- **WHAT YOU NEED TO DO**:
Can you transcribe the data exactly? Leave the pictures out.

Outline records
-- BEGIN --

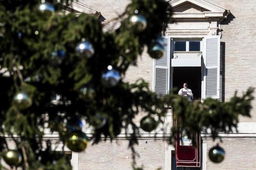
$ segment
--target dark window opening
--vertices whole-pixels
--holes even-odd
[[[177,94],[186,83],[188,88],[192,90],[193,100],[201,100],[201,67],[174,67],[172,75],[174,94]]]
[[[186,43],[186,41],[175,41],[175,51],[185,52]]]

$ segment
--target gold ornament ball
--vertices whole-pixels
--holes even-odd
[[[150,116],[144,117],[140,121],[140,128],[145,132],[151,132],[157,127],[157,122]]]
[[[225,157],[225,151],[218,145],[212,147],[209,153],[210,160],[214,163],[220,163]]]
[[[22,155],[20,152],[16,150],[9,150],[3,156],[4,161],[10,166],[17,167],[22,161]]]
[[[70,133],[65,144],[72,151],[80,152],[86,148],[88,142],[86,135],[81,131],[77,131]]]
[[[13,103],[18,109],[24,110],[31,106],[32,100],[26,93],[20,92],[14,96]]]

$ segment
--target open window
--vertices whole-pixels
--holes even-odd
[[[176,87],[173,92],[177,94],[186,83],[194,100],[218,98],[220,36],[187,40],[165,37],[164,41],[165,55],[154,61],[155,92],[164,95]]]

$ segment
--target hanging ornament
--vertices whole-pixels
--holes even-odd
[[[217,144],[209,150],[209,156],[210,160],[214,163],[222,161],[225,157],[225,151]]]
[[[86,101],[91,101],[95,96],[95,91],[93,89],[84,87],[80,89],[81,98]]]
[[[80,152],[86,148],[88,142],[86,135],[80,131],[77,131],[70,133],[65,144],[72,151]]]
[[[39,82],[41,80],[41,75],[35,75],[35,76],[28,77],[24,80],[27,83]]]
[[[53,6],[48,3],[43,3],[39,5],[38,10],[41,13],[47,14],[52,14],[55,12],[55,9]]]
[[[84,125],[80,118],[75,118],[69,121],[67,124],[60,124],[59,126],[60,127],[60,138],[61,140],[65,141],[73,132],[81,131]]]
[[[159,59],[164,53],[164,49],[162,45],[159,43],[154,43],[149,48],[148,54],[153,58]]]
[[[65,52],[62,49],[52,52],[52,56],[50,60],[51,64],[55,66],[61,65],[65,58]]]
[[[147,27],[147,20],[140,14],[133,15],[129,20],[128,26],[137,32],[142,32]]]
[[[14,96],[13,103],[20,110],[27,109],[32,105],[31,99],[24,92],[17,93]]]
[[[3,156],[4,161],[10,166],[18,166],[22,161],[20,152],[16,150],[9,150],[4,153]]]
[[[157,122],[152,117],[145,116],[140,121],[140,128],[144,131],[150,132],[157,127]]]
[[[88,41],[82,41],[76,46],[76,51],[80,56],[87,58],[91,58],[94,54],[93,45]]]
[[[102,84],[108,88],[116,86],[120,79],[119,72],[113,69],[111,66],[108,66],[108,71],[102,75]]]
[[[96,129],[103,127],[107,122],[107,119],[102,114],[97,112],[90,121],[90,124]]]

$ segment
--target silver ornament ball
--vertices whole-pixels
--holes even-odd
[[[145,30],[147,27],[147,22],[145,17],[140,14],[132,15],[129,20],[128,26],[137,32]]]
[[[88,41],[82,41],[76,46],[76,51],[79,55],[91,58],[94,54],[93,45]]]
[[[161,44],[155,43],[149,49],[148,53],[150,57],[155,59],[161,58],[164,54],[164,49]]]
[[[225,151],[218,144],[211,148],[208,154],[210,160],[214,163],[222,162],[224,159],[225,155]]]
[[[111,66],[108,67],[108,71],[102,75],[102,82],[106,87],[113,87],[116,85],[121,79],[119,72]]]
[[[43,3],[40,4],[38,7],[38,10],[41,13],[47,13],[51,14],[55,12],[55,9],[53,6],[48,3]]]
[[[24,92],[17,93],[14,96],[13,103],[20,110],[27,109],[32,105],[31,99]]]

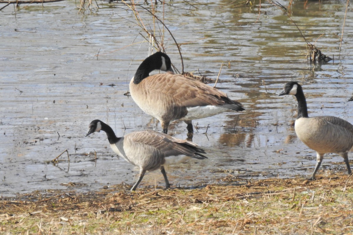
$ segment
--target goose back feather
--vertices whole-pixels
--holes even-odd
[[[168,57],[165,60],[170,61],[167,55],[157,53],[158,56],[155,54],[151,56],[154,59]],[[145,64],[157,68],[157,66],[151,65],[153,61],[150,57],[145,60],[150,61]],[[193,119],[227,111],[244,110],[241,104],[230,99],[225,93],[196,79],[174,74],[170,68],[166,68],[169,72],[137,79],[134,76],[130,84],[134,101],[144,111],[161,122],[164,133],[167,132],[169,123],[175,120],[183,120],[189,124]],[[138,70],[144,69],[150,70],[149,68],[140,66]],[[192,125],[188,125],[189,132],[193,131],[192,129]]]
[[[348,173],[351,174],[348,153],[353,150],[353,125],[333,116],[309,117],[304,93],[297,82],[290,82],[285,85],[279,95],[293,95],[297,98],[298,109],[294,124],[295,133],[305,145],[316,151],[316,165],[311,179],[315,179],[324,155],[330,153],[343,157]]]

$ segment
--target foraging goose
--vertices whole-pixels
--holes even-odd
[[[324,155],[334,153],[343,157],[348,174],[352,172],[348,160],[348,151],[353,147],[353,125],[333,116],[309,117],[303,90],[297,82],[288,82],[280,95],[294,95],[298,101],[298,114],[294,124],[295,133],[307,147],[316,151],[316,165],[311,178],[320,167]]]
[[[155,69],[169,73],[149,76]],[[231,110],[244,110],[241,104],[229,99],[225,93],[195,79],[173,74],[170,58],[162,52],[152,55],[141,63],[130,87],[135,102],[159,120],[165,134],[169,124],[175,120],[184,120],[191,133],[193,119]]]
[[[166,188],[170,187],[164,166],[176,164],[188,156],[199,159],[207,158],[202,153],[204,150],[195,143],[174,138],[152,131],[135,131],[123,137],[116,137],[109,125],[99,120],[92,121],[86,136],[100,130],[107,133],[110,147],[115,153],[127,161],[140,167],[140,177],[131,188],[136,189],[146,171],[161,169],[166,181]]]

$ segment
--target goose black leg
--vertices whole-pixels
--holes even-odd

-- END --

- **RESULT OF THE EXERCISE**:
$ segment
--target dark window opening
--vertices whole-pixels
--holes even-odd
[[[177,94],[186,83],[188,88],[192,90],[193,100],[201,100],[201,67],[174,67],[172,75],[174,94]]]
[[[186,43],[186,41],[175,41],[175,51],[185,52]]]

$ segment
--target gold ornament ball
--vertices whole-pixels
--holes even-odd
[[[150,116],[144,117],[140,121],[140,128],[145,132],[151,132],[157,127],[157,122]]]
[[[225,157],[225,151],[218,145],[212,147],[209,153],[210,160],[214,163],[220,163]]]
[[[22,155],[20,152],[16,150],[9,150],[3,156],[4,161],[10,166],[17,167],[22,161]]]
[[[70,133],[65,144],[72,151],[80,152],[86,148],[88,142],[86,135],[81,131],[77,131]]]
[[[13,103],[18,109],[24,110],[31,106],[32,100],[26,93],[20,92],[14,96]]]

$ segment
--target open window
--vertices whole-pixels
--holes even-odd
[[[176,87],[173,92],[177,94],[186,83],[194,100],[218,98],[220,36],[187,40],[165,37],[164,41],[165,55],[154,61],[155,92],[164,95]]]

$ segment
--target hanging ornament
--vertices whole-pixels
--holes even-odd
[[[217,144],[209,150],[209,156],[210,160],[214,163],[222,161],[225,157],[225,151]]]
[[[86,101],[91,101],[95,96],[95,91],[93,89],[84,87],[80,89],[81,98]]]
[[[80,152],[86,148],[88,142],[86,135],[80,131],[77,131],[70,133],[65,144],[72,151]]]
[[[39,82],[41,80],[41,75],[35,75],[35,76],[28,77],[24,80],[27,83]]]
[[[53,6],[48,3],[43,3],[39,5],[38,10],[41,13],[47,14],[52,14],[55,12],[55,9]]]
[[[84,125],[80,118],[75,118],[69,121],[67,124],[60,124],[59,126],[60,127],[60,138],[61,140],[65,141],[73,132],[81,131]]]
[[[159,59],[164,53],[164,49],[162,45],[159,43],[154,43],[149,48],[148,54],[153,58]]]
[[[65,52],[62,49],[52,52],[52,56],[50,60],[51,64],[55,66],[61,65],[65,58]]]
[[[147,27],[147,20],[140,14],[133,15],[129,20],[128,26],[137,32],[142,32]]]
[[[14,96],[13,103],[20,110],[27,109],[32,105],[31,99],[24,92],[17,93]]]
[[[3,156],[4,161],[10,166],[18,166],[22,161],[20,152],[16,150],[9,150],[4,153]]]
[[[157,122],[152,117],[145,116],[140,121],[140,128],[144,131],[150,132],[157,127]]]
[[[88,41],[82,41],[76,46],[76,51],[80,56],[87,58],[91,58],[94,54],[93,45]]]
[[[102,84],[108,88],[116,86],[120,79],[119,72],[113,69],[111,66],[108,66],[108,71],[102,75]]]
[[[96,129],[103,127],[107,122],[107,119],[102,114],[97,112],[90,121],[90,124]]]

$ segment
--target silver ornament ball
--vertices whole-pixels
--holes even-odd
[[[145,30],[147,27],[147,22],[145,17],[140,14],[132,15],[129,20],[128,26],[137,32]]]
[[[88,41],[82,41],[76,46],[76,51],[79,55],[91,58],[94,54],[93,45]]]
[[[161,44],[155,43],[149,49],[148,53],[150,57],[155,59],[161,58],[164,54],[164,49]]]
[[[225,151],[218,144],[211,148],[208,154],[210,160],[214,163],[222,162],[224,159],[225,155]]]
[[[111,66],[108,67],[108,71],[102,75],[102,82],[106,87],[113,87],[116,85],[121,79],[119,72]]]
[[[43,3],[40,4],[38,7],[38,10],[41,13],[47,13],[51,14],[55,12],[55,9],[53,6],[48,3]]]
[[[24,92],[17,93],[14,96],[13,103],[20,110],[27,109],[32,105],[31,99]]]

$ segment
--target goose back feather
--vertices whole-pixels
--holes even-odd
[[[168,57],[165,60],[170,61],[167,55],[157,53],[158,56],[155,54],[151,56],[154,59]],[[145,64],[157,68],[157,66],[151,65],[153,61],[150,57],[145,60],[150,61]],[[193,119],[227,111],[244,110],[241,104],[230,99],[225,93],[196,79],[174,74],[170,68],[166,68],[169,72],[137,79],[134,76],[130,84],[134,101],[144,111],[161,122],[164,133],[167,132],[169,123],[175,120],[183,120],[189,124]],[[138,70],[144,69],[150,70],[149,68],[140,66]],[[192,125],[188,125],[189,132],[193,131],[192,129]]]
[[[348,173],[351,174],[348,153],[353,150],[353,125],[333,116],[309,117],[304,93],[297,82],[290,82],[285,85],[279,95],[293,95],[297,98],[298,109],[294,124],[295,133],[305,145],[316,151],[316,165],[311,179],[315,179],[324,155],[330,153],[343,157]]]

$ segment
--target foraging goose
--vertices whole-pixels
--holes even-odd
[[[324,155],[334,153],[343,157],[348,174],[352,172],[348,160],[348,151],[353,147],[353,125],[333,116],[309,117],[303,90],[297,82],[288,82],[280,95],[294,95],[298,101],[298,114],[294,124],[295,133],[307,147],[316,151],[316,165],[311,178],[320,167]]]
[[[155,69],[169,73],[149,76]],[[231,110],[244,110],[241,104],[229,99],[225,93],[195,79],[173,74],[170,58],[162,52],[152,55],[141,63],[130,87],[135,102],[159,120],[165,134],[169,124],[175,120],[184,120],[191,133],[193,119]]]
[[[166,188],[170,187],[164,166],[176,164],[188,156],[199,159],[207,158],[202,153],[204,150],[195,143],[174,138],[152,131],[135,131],[123,137],[116,137],[109,125],[99,120],[92,121],[86,136],[100,130],[107,133],[110,147],[115,153],[127,161],[140,167],[140,177],[131,188],[136,189],[146,171],[161,169],[166,181]]]

$ segment
--target goose black leg
--vertices whole-pixels
--holes even-odd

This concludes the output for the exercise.